| Requirement 1 |
Report every line of the records that contains the string "thorax". Case counts.

| Extract to read |
◆ ◆ ◆

# New to OGF-can't reply to posts



## Frank Zajac (Mar 24, 2016)

How do you get privileges to reply to a post? I have been unable to


----------



## Bluefinn (Jan 26, 2007)

Frank Zajac said:


> How do you get privileges to reply to a post? I have been unable to


You might need a couple more posts? I'll start you off. Welcome aboard. Where are you from , about.


----------



## Frank Zajac (Mar 24, 2016)

West side of Cleveland


----------



## Snakecharmer (Apr 9, 2008)

Frank Zajac said:


> West side of Cleveland


Welcome to OGF....Chesterland here.


----------



## FISHIN 2 (Jun 22, 2005)

Psst, Hint, Answer everyone, posting will come with it !! Welcome..


----------



## Frank Zajac (Mar 24, 2016)

Snakecharmer said:


> Welcome to OGF....Chesterland here.


Thanks


----------



## Frank Zajac (Mar 24, 2016)

FISHIN 2 said:


> Psst, Hint, Answer everyone, posting will come with it !! Welcome..


Will do


----------



## Bluefinn (Jan 26, 2007)

Frank Zajac said:


> Will do


Catch any fish lately?


----------



## Blue Pike (Apr 24, 2004)

Nice Bass Frank


----------



## Frank Zajac (Mar 24, 2016)

Blue Pike said:


> Nice Bass Frank


Thanks


----------



## Frank Zajac (Mar 24, 2016)

Bluefinn said:


> Catch any fish lately?


Just a couple in the ponds by my house..haven't got the boat out yet


----------



## sherman51 (Apr 12, 2011)

I think you need 10 posts. do you fish erie? what type boat do you have? do you have a boat?


----------



## fastwater (Apr 1, 2014)

Welcome to OGF!


----------



## Frank Zajac (Mar 24, 2016)

sherman51 said:


> I think you need 10 posts. do you fish erie? what type boat do you have? do you have a boat?


Unfortunately very rarely on Erie (motion sickness- only 1 foot or less is all I can do) I fish inland lakes on my 2015 16.5 foot Lund Rebel


----------



## Frank Zajac (Mar 24, 2016)

fastwater said:


> Welcome to OGF!


Thank you


----------



## 0utwest (Mar 21, 2017)

Welcome ! From Geneva here and do you Hunt ? And tell me you like Thompson center encore and Knight Muzzleloaders over CVA !


----------



## Frank Zajac (Mar 24, 2016)

No hunting for me....just fishing


----------



## ya13ya03 (Sep 21, 2010)

Welcome aboard. I'm over north of Mosquito lake.


----------



## FISHIN 2 (Jun 22, 2005)

Hey moderators, why is his post count not going up ?


----------



## Misdirection (Jul 16, 2012)

FISHIN 2 said:


> Hey moderators, why is his post count not going up ?


Not a Mod, but I see his post count as being 8.

Sent from my SM-A505U using Tapatalk


----------



## fastwater (Apr 1, 2014)

Just looked and he's at 9.
Which is his post count on this thread.

What fish do you like to target?


----------



## KaGee (Sep 8, 2006)

Nothing wrong with his post count.

◆ ◆ ◆

| Listing |
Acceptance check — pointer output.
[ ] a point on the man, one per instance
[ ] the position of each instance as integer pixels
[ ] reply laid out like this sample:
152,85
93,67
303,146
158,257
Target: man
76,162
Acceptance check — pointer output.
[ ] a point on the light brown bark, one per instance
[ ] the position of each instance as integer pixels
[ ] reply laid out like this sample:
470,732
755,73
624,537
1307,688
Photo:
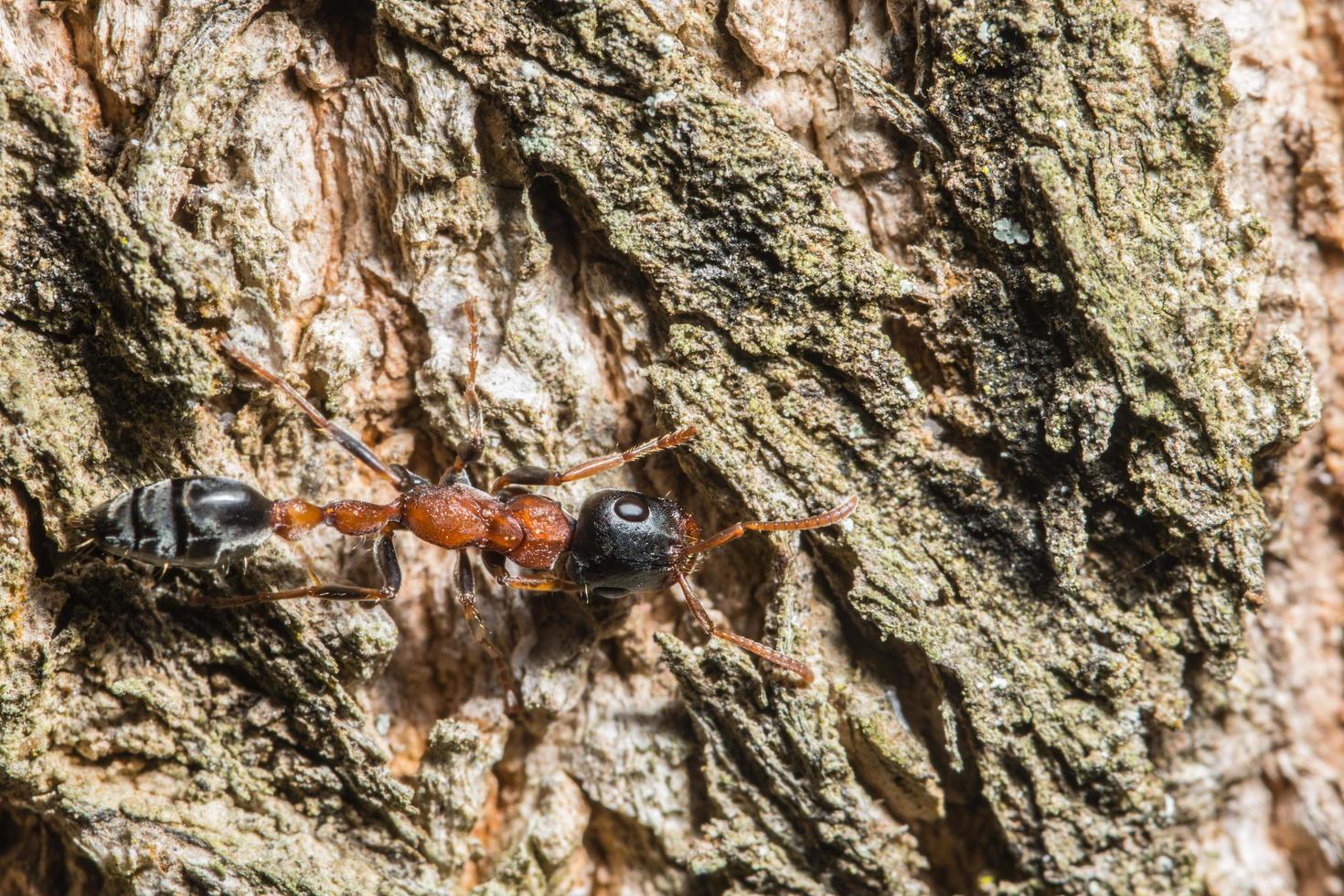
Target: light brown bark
1051,286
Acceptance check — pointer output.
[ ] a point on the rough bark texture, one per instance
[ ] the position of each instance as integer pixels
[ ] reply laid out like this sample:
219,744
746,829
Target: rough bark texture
1047,283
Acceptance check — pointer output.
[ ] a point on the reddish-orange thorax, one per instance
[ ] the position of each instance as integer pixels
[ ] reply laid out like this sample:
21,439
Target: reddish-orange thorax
529,529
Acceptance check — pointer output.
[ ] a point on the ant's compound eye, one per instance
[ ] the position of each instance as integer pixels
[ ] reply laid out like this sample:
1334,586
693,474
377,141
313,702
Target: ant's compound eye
632,508
625,541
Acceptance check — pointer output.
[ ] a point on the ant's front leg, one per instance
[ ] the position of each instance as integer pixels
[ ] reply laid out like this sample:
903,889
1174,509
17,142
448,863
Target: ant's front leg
771,655
466,598
542,475
385,557
528,581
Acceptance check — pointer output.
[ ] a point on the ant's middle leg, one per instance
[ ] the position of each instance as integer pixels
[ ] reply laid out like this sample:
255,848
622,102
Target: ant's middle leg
347,440
542,475
466,598
385,557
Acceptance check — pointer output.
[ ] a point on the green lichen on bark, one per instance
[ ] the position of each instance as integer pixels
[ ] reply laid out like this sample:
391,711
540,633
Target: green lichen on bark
1097,414
1058,527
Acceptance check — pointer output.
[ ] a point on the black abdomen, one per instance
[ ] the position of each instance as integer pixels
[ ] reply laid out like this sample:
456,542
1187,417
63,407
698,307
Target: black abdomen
197,521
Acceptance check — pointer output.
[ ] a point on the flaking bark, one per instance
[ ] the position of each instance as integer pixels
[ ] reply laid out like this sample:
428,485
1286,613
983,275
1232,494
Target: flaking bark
1051,414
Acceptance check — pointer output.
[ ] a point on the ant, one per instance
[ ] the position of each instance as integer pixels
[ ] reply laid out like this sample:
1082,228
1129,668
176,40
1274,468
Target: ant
621,541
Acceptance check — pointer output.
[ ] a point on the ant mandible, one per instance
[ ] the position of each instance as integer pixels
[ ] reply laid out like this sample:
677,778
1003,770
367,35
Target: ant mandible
621,541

◆ ◆ ◆

| Requirement 2 |
List every place name mentioned in the fishing forum thread.

| Written answer 1 |
[ ] a point on the reddish-orange thorax, one per instance
Target: reddish-orange thorax

| Written answer 2 |
Cleveland
Chesterland
Erie
Geneva
Mosquito lake